-- start of INPUT DATA --
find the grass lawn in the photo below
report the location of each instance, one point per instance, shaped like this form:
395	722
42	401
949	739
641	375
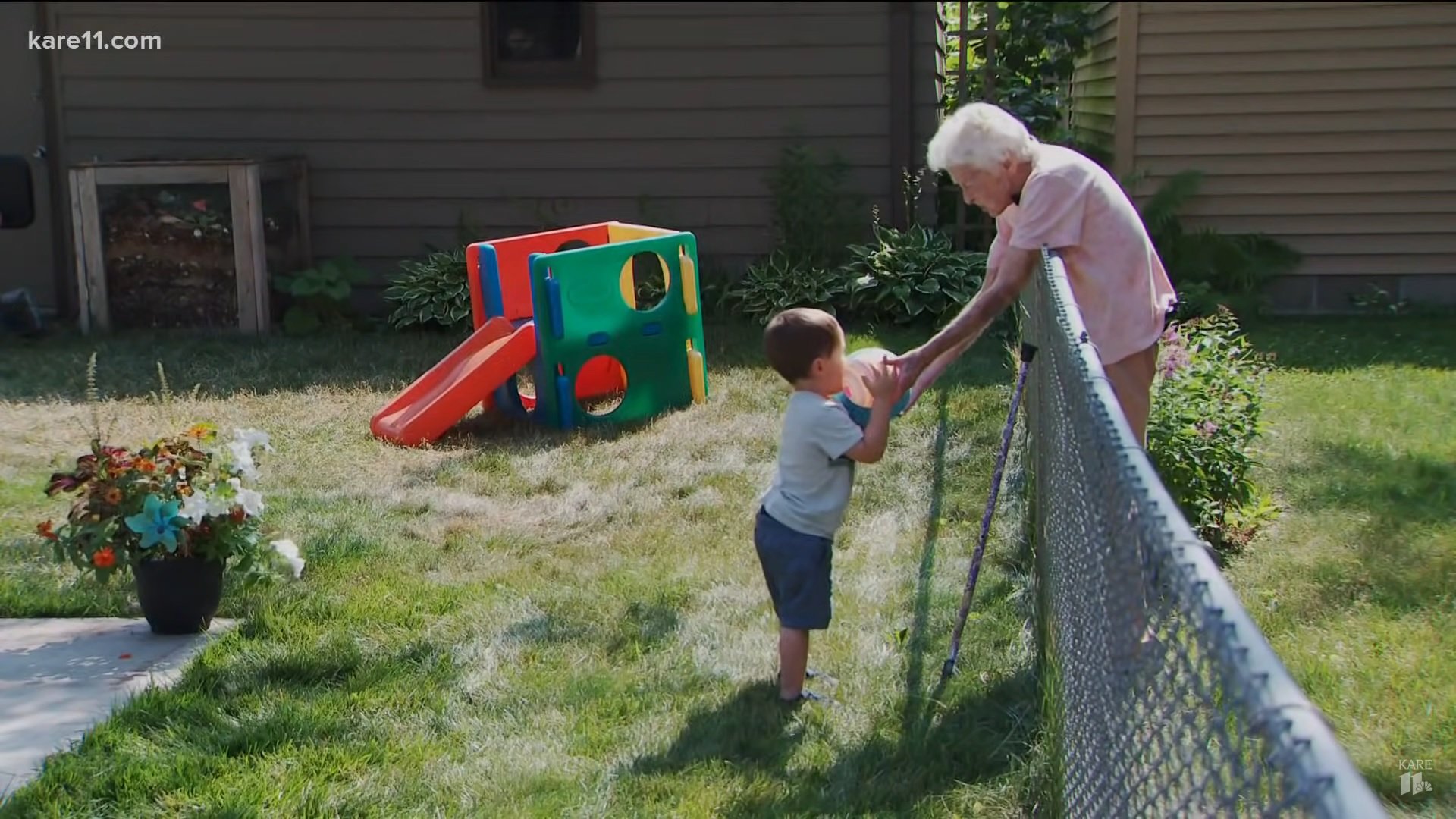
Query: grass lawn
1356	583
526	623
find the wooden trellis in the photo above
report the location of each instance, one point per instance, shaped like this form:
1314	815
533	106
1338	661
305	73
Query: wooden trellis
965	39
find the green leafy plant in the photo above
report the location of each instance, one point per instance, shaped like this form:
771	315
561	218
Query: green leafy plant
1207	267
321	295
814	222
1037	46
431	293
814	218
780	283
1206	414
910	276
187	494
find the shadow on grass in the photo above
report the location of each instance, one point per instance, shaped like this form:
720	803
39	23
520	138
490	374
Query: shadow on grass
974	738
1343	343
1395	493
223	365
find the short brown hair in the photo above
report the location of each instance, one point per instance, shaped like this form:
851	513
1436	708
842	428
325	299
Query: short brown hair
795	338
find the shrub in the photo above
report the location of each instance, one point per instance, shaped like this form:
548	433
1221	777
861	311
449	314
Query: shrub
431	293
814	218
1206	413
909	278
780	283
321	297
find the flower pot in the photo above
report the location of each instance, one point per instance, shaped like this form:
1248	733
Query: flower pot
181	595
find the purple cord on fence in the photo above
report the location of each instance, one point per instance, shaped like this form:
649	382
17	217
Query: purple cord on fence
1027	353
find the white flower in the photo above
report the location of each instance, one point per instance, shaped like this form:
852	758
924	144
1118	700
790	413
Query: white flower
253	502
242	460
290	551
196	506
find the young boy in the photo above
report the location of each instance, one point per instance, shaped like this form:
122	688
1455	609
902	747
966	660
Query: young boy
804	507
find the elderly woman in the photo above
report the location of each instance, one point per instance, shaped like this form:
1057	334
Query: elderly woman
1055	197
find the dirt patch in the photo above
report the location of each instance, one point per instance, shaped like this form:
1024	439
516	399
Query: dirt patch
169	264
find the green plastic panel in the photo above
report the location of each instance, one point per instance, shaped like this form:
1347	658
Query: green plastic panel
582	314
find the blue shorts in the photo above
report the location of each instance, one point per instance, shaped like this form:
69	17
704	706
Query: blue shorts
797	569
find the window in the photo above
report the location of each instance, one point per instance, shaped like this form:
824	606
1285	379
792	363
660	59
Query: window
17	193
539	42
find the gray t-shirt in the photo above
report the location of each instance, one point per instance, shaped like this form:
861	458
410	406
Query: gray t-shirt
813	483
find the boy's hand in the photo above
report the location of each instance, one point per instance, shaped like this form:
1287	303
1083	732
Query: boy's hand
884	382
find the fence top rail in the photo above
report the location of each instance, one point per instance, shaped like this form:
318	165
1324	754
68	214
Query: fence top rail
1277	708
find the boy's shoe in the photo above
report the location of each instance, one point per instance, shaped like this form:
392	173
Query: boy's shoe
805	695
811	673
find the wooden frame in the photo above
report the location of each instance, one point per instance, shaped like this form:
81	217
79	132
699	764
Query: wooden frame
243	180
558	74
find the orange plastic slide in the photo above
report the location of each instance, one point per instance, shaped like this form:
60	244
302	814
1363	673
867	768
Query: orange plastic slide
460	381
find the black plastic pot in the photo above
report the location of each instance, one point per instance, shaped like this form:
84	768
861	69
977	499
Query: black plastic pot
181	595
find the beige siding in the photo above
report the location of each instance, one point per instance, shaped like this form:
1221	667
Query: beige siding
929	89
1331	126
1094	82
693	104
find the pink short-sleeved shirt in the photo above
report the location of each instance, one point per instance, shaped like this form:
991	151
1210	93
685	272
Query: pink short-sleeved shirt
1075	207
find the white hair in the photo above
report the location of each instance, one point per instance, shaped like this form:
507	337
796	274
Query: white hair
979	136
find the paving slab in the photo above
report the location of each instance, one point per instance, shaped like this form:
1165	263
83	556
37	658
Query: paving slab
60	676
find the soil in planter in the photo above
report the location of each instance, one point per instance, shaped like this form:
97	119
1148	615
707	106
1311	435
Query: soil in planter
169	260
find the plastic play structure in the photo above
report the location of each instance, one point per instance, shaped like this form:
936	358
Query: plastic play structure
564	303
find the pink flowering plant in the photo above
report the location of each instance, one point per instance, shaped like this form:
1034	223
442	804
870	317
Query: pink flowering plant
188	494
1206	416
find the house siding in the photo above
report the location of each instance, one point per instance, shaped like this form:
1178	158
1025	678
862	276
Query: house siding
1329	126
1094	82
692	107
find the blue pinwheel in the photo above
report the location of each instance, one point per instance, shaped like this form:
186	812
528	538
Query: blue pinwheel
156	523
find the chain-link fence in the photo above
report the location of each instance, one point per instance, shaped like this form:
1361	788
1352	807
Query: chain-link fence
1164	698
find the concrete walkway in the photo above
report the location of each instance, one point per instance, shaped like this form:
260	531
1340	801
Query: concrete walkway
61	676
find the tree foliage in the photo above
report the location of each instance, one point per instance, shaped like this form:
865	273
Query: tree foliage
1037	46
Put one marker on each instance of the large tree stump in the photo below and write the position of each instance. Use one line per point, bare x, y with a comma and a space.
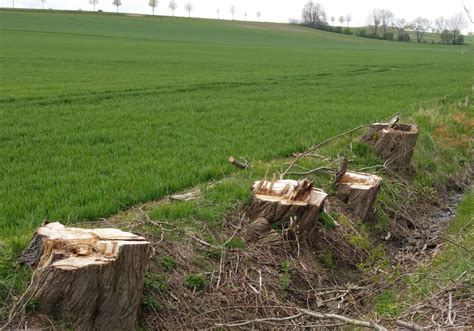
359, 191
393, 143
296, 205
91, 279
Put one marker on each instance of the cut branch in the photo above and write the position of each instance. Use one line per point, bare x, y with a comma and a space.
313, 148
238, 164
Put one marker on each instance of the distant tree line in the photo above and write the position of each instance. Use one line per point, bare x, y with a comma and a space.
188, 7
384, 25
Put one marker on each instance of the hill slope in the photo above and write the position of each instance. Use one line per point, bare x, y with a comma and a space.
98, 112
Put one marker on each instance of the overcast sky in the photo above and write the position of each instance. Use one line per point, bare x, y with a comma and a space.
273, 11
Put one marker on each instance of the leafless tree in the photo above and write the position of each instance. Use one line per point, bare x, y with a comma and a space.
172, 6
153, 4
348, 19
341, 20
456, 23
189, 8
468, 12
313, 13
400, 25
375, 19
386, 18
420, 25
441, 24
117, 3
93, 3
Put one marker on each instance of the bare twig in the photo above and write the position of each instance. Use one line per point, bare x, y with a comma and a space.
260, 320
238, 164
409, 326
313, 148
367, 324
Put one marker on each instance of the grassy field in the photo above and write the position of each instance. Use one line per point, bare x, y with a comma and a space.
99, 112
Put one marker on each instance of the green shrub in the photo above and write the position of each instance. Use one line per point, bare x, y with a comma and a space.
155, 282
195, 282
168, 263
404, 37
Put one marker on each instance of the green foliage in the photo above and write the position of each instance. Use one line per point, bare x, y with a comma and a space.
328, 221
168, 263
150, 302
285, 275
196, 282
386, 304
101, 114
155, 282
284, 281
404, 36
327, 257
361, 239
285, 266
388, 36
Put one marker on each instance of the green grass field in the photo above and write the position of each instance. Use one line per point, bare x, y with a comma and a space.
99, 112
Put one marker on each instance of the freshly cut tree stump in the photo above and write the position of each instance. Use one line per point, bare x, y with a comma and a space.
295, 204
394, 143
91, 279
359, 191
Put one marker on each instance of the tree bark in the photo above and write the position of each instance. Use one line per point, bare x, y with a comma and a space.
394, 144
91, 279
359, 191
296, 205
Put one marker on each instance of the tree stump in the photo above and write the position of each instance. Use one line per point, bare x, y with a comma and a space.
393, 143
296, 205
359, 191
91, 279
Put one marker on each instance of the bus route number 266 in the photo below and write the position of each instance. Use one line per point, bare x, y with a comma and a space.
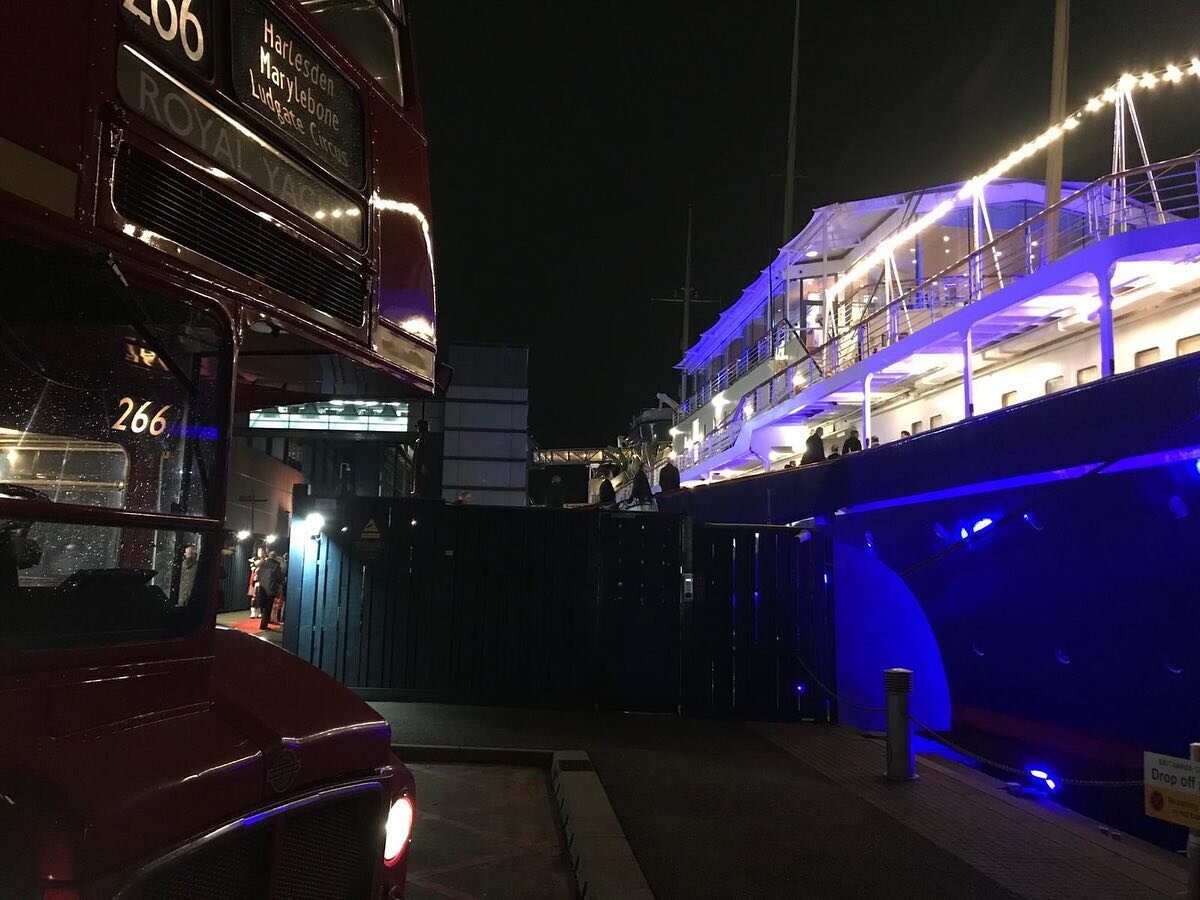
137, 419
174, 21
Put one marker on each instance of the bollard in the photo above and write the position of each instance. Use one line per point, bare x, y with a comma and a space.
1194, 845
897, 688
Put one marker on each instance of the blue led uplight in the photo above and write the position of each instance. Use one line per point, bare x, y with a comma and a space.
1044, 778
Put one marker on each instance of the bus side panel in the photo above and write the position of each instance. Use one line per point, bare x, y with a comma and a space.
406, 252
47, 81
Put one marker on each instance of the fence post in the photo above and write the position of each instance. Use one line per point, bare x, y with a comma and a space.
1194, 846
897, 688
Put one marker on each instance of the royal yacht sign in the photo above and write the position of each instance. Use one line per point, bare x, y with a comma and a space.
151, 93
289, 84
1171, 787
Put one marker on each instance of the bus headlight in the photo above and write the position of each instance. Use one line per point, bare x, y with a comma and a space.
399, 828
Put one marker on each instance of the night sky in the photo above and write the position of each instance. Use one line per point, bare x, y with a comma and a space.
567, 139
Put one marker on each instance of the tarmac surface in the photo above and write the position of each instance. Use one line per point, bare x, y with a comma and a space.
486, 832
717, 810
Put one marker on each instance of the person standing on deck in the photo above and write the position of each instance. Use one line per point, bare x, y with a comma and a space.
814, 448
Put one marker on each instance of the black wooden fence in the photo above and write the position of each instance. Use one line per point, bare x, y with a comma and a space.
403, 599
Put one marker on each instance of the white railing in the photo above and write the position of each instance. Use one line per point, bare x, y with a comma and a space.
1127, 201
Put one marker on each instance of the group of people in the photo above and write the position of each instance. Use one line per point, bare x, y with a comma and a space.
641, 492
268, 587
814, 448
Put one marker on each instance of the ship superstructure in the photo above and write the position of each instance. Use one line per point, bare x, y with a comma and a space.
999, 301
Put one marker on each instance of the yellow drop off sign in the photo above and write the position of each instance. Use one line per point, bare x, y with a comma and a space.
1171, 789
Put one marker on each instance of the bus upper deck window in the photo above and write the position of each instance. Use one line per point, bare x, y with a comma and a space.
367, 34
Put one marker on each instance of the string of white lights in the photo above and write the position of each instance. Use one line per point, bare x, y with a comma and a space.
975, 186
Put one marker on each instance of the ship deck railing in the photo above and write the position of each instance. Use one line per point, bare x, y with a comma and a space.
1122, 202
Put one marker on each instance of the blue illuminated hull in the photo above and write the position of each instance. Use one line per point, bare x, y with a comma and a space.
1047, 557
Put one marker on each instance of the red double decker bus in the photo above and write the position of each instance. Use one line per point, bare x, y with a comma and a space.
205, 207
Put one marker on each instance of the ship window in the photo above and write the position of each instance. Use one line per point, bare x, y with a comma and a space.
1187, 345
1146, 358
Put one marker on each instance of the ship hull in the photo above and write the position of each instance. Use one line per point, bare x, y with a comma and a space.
-- end of INPUT DATA --
**DIRECTIONS FOR THIS TASK**
Print from the line containing "Put one marker on each instance of the ship deck" to the last line above, exactly as written.

**FINISHED ANSWER**
Put one marker on each instance of the ship deck railing in the photo above and write the position of each instance. Use one line per point, bare x, y with a comma and a space.
1122, 202
Put one marker on each instance of the blue illuminated hull in the photo above and write the position of each instance. Use one line per point, bare x, y with a comma and a space.
1047, 557
Put one marker on each instance of the red double decker bus in the photo above and write the position of each instance. Use one line per point, bare x, y with a comma and a space.
205, 207
Put one marker on each instance of the ship window in the photo above and write the position of each instance. Use one line per point, bare x, y with a comma and a space.
1187, 345
1146, 358
Put one marker on each instance of the ship hull in the photo above and write the position of each instance. Use one line per point, bare x, y with a comma and a space.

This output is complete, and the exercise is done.